* _Selected text_
Content starts

Major Japan Firms Report Brisk Earnings for April-June Period

TOKYO (Jiji Press) — Major Japanese firms are posting brisk earnings for April-June in the ongoing quarterly reporting season, on the back of rising leisure demand following the lifting of COVID-19 activity restrictions and thanks to an easing of semiconductor shortages.

A survey by SMBC Nikko Securities Inc. of April-June reports from companies in the TOPIX index of the Tokyo Stock Exchange has suggested a year-on-year increase of around 20% in their net profits.

Meanwhile, a slowdown in the Chinese economy is casting a shadow over the outlook for the manufacturing sector in particular.

In the first quarter of fiscal 2023, Toyota Motor Corp.’s consolidated operating profit surged 93.7% from a year before to ¥1,120.9 billion, supported by the yen’s weakening and price revisions while production rebounded as chip shortages eased.

Toyota was said to be the first Japanese company to achieve a quarterly operating profit of over ¥1 trillion. Chief Communication Officer Jun Nagata attributed the achievement to “improved product competitiveness, as well as measures to cope with the semiconductor shortage and the COVID-19 pandemic.”

Strong earnings are spilling over to auto parts makers. Motor maker Nidec Corp. logged a record April-June net profit, and its auto parts business achieved an operating profit.

“We will expand our earnings exponentially,” Nidec Chairman Shigenobu Nagamori said at a press conference.

Earnings at power companies are rapidly recovering after being hit hard by soaring fuel prices amid Russia’s invasion of Ukraine, as their profitability is improving on a pullback in fuel prices and electricity rate hikes.

Brokerage firms are enjoying sharp profit increases on higher commission revenues thanks to the buoyant Japanese stock market.

“Japan-related operations, mainly in the sales division, were strong,” said Takumi Kitamura, chief financial officer at Nomura Holdings Inc.

Leisure demand rebounding

Kimihiro Nakahori, chief financial officer of airline group ANA Holdings Inc., said that domestic leisure demand is rebounding above levels before the COVID-19 pandemic.

Content ends

* _Point-per-instance localization data_
Content starts

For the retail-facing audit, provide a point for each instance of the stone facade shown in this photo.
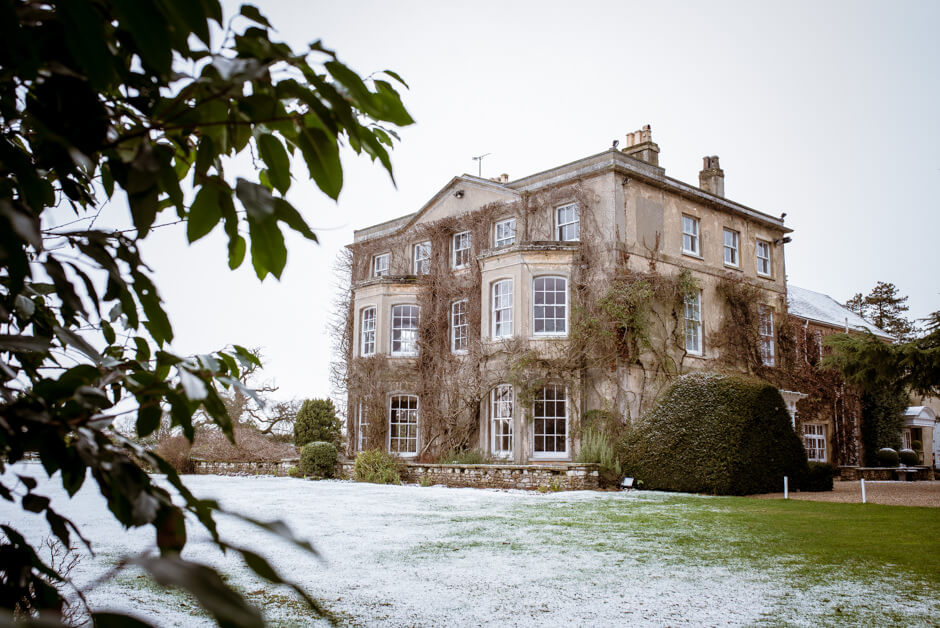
(618, 208)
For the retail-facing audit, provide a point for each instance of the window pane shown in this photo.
(502, 309)
(550, 420)
(505, 232)
(405, 329)
(550, 299)
(367, 327)
(403, 425)
(459, 335)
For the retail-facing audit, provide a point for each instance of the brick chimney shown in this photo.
(712, 177)
(640, 146)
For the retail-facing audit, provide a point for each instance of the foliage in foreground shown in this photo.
(101, 99)
(316, 421)
(715, 433)
(318, 459)
(378, 467)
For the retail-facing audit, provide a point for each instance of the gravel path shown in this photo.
(925, 493)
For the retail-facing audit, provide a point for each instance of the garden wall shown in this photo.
(559, 477)
(875, 474)
(280, 467)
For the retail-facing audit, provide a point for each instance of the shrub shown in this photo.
(378, 467)
(597, 447)
(715, 433)
(465, 456)
(818, 478)
(887, 457)
(176, 450)
(316, 421)
(909, 457)
(318, 459)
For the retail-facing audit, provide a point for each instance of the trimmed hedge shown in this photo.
(378, 467)
(819, 477)
(715, 433)
(887, 457)
(318, 459)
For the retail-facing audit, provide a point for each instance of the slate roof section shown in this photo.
(821, 308)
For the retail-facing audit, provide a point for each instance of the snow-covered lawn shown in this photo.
(407, 555)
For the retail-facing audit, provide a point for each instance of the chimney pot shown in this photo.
(712, 178)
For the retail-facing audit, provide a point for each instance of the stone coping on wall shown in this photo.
(884, 474)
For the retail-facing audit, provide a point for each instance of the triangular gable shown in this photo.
(462, 194)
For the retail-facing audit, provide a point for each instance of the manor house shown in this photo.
(505, 315)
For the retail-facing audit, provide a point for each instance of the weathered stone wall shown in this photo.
(281, 467)
(563, 477)
(557, 477)
(882, 474)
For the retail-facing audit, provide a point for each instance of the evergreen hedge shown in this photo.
(318, 459)
(715, 433)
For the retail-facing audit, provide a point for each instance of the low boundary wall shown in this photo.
(554, 477)
(876, 474)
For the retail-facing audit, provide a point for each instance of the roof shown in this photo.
(821, 308)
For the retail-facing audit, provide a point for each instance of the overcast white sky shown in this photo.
(825, 110)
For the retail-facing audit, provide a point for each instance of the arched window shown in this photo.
(405, 330)
(550, 306)
(550, 422)
(403, 425)
(501, 420)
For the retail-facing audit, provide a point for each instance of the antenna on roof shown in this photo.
(479, 161)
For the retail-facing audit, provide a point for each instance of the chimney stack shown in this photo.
(712, 177)
(640, 146)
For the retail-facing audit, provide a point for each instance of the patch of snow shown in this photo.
(407, 555)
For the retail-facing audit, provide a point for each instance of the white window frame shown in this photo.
(459, 327)
(568, 223)
(501, 306)
(693, 324)
(762, 262)
(380, 265)
(422, 258)
(367, 331)
(501, 421)
(406, 347)
(409, 437)
(460, 244)
(766, 330)
(544, 308)
(691, 240)
(504, 232)
(814, 441)
(732, 251)
(362, 425)
(539, 423)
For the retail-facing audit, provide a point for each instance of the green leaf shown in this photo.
(204, 214)
(108, 332)
(148, 420)
(274, 155)
(253, 14)
(322, 157)
(257, 200)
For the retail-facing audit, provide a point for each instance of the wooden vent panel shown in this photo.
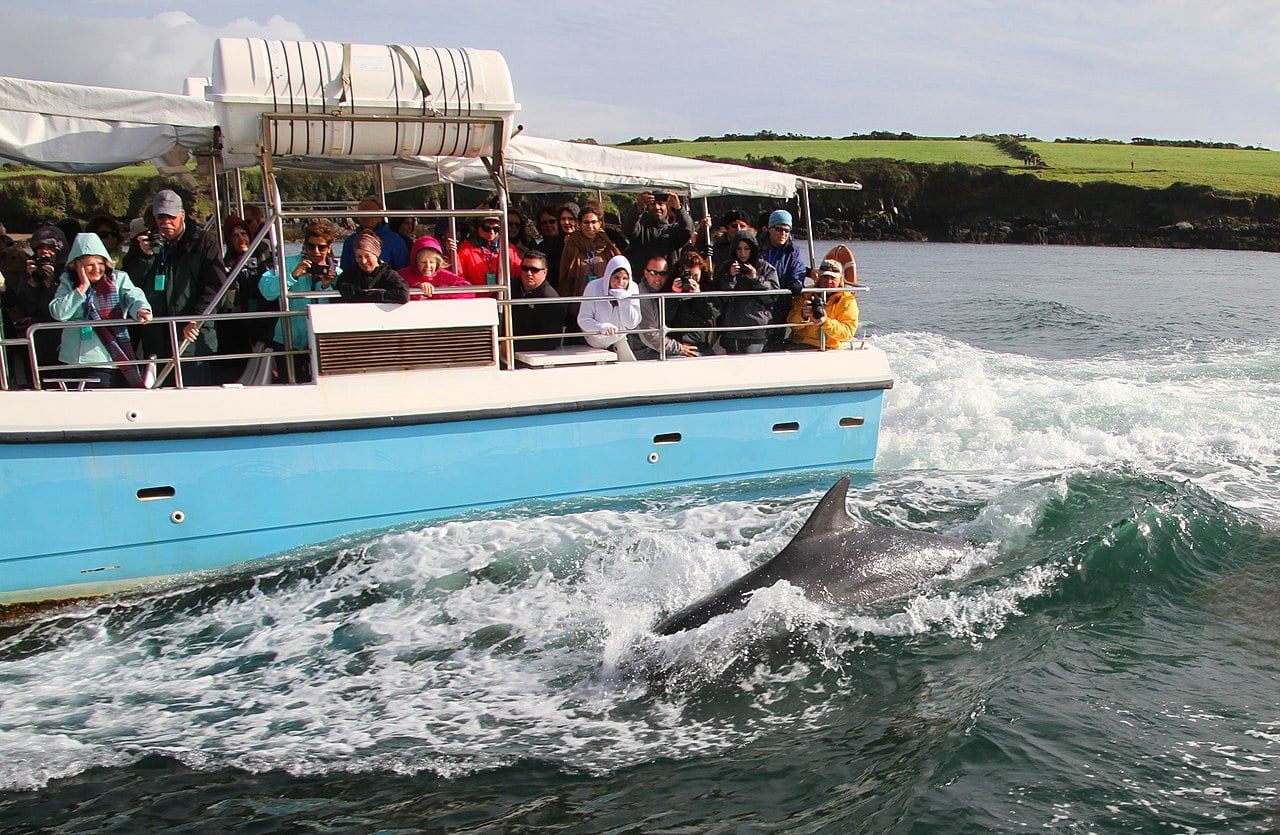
(403, 350)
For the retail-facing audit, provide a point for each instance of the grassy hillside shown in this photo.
(1153, 167)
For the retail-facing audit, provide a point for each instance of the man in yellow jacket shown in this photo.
(836, 319)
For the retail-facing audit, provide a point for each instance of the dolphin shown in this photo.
(833, 560)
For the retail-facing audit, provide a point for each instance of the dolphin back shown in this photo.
(828, 516)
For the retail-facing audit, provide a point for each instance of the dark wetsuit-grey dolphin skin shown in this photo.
(833, 560)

Content ends

* _Required actions_
1. Decide whether each statement agrees with the article on Japanese corporate earnings. Answer yes or no, and quote the deciding words of the article. (a) Toyota's consolidated operating profit rose 93.7% from a year before. (b) Nidec recorded a record April-June net loss. (c) A slowdown in the U.S. economy is clouding the outlook for manufacturing.
2. Answer these questions from the article on Japanese corporate earnings.
(a) Which firm surveyed the April-June reports of companies in the TOPIX index?
(b) Who is chief financial officer at Nomura Holdings Inc.?
(c) What two factors are improving profitability at power companies?
3. Proceed with the article on Japanese corporate earnings from the point where it stops.

* _Expected outputs_
1.
(a) Yes: "Toyota Motor Corp.’s consolidated operating profit surged 93.7% from a year before to ¥1,120.9 billion"
(b) No: "Motor maker Nidec Corp. logged a record April-June net profit"
(c) No: "a slowdown in the Chinese economy is casting a shadow over the outlook for the manufacturing sector in particular"

2.
(a) SMBC Nikko Securities Inc.
(b) Takumi Kitamura
(c) A pullback in fuel prices and electricity rate hikes

3.
The parent company of All Nippon Airways reported its first April-June operating profit in four years. Along with rival Japan Airlines Co., the company is seeing earnings clearly improve as international passenger traffic is rebounding following the removal of COVID-19 border controls.

Tokyo Disney Resort operator Oriental Land Co. posted a record net profit of ¥27.4 billion, up 2.3-fold from a year before.

“The number of visitors from overseas has increased considerably,” a company official said.

Department store operator Isetan Mitsukoshi Holdings Ltd. saw both sales and profits increase thanks to a jump in demand from foreign visitors in the past few months.

China economy posing risks

On the other hand, general trading houses logged profit declines as commodity prices fell back. Mitsubishi Corp.’s net profit plunged 40%.

Home electronics retailer Yamada Holdings Co. reported lower quarterly sales and profits as its home appliance division is “struggling significantly” after demand linked to people staying home during the pandemic waned, according to executive officer Koichi Kiyomura.

Reflecting a slowdown in the Chinese economy, steelmaker JFE Holdings Inc. revised down its earnings forecasts for the year through March.

“The Chinese market has yet to recover,” JFE Executive Vice President Masashi Terahata said. “It may be delayed until early next year.”

“Business sentiment is worse than initially expected,” said Hirokazu Umeda, executive vice president of Panasonic Holdings Corp.